Recorded data:
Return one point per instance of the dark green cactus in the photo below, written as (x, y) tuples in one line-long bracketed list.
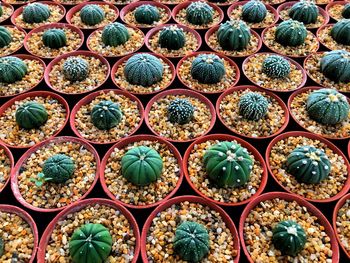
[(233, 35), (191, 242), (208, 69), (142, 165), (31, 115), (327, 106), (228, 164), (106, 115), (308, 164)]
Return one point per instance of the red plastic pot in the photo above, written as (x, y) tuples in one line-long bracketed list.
==
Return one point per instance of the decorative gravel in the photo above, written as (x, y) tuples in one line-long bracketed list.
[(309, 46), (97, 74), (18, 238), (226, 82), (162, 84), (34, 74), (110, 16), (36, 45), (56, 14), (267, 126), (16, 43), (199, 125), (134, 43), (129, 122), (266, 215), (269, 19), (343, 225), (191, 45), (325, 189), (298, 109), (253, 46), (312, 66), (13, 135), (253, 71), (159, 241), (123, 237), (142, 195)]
* * *
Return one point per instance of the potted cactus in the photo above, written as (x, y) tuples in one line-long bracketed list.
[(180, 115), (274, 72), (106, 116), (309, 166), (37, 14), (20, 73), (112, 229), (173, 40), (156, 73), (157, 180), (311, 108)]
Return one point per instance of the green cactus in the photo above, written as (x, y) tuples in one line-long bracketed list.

What you are asked to do: Word for word, write out the lines above running from the one with "Return one point per instance of the dark" up to and including the one with "Return one point per instance of the red". Drop any picture.

Problem solution:
Return one point per instance of the dark green cactus in the photo below, written as (x, y) tuples in one line-long bracketed list.
[(233, 35), (191, 242), (208, 69), (142, 165), (31, 115), (327, 106), (228, 164), (106, 115), (308, 164)]
Return one point per instance of the red plastic pot in the photo above, written as (x, y) tuples in one line-long bracketed list.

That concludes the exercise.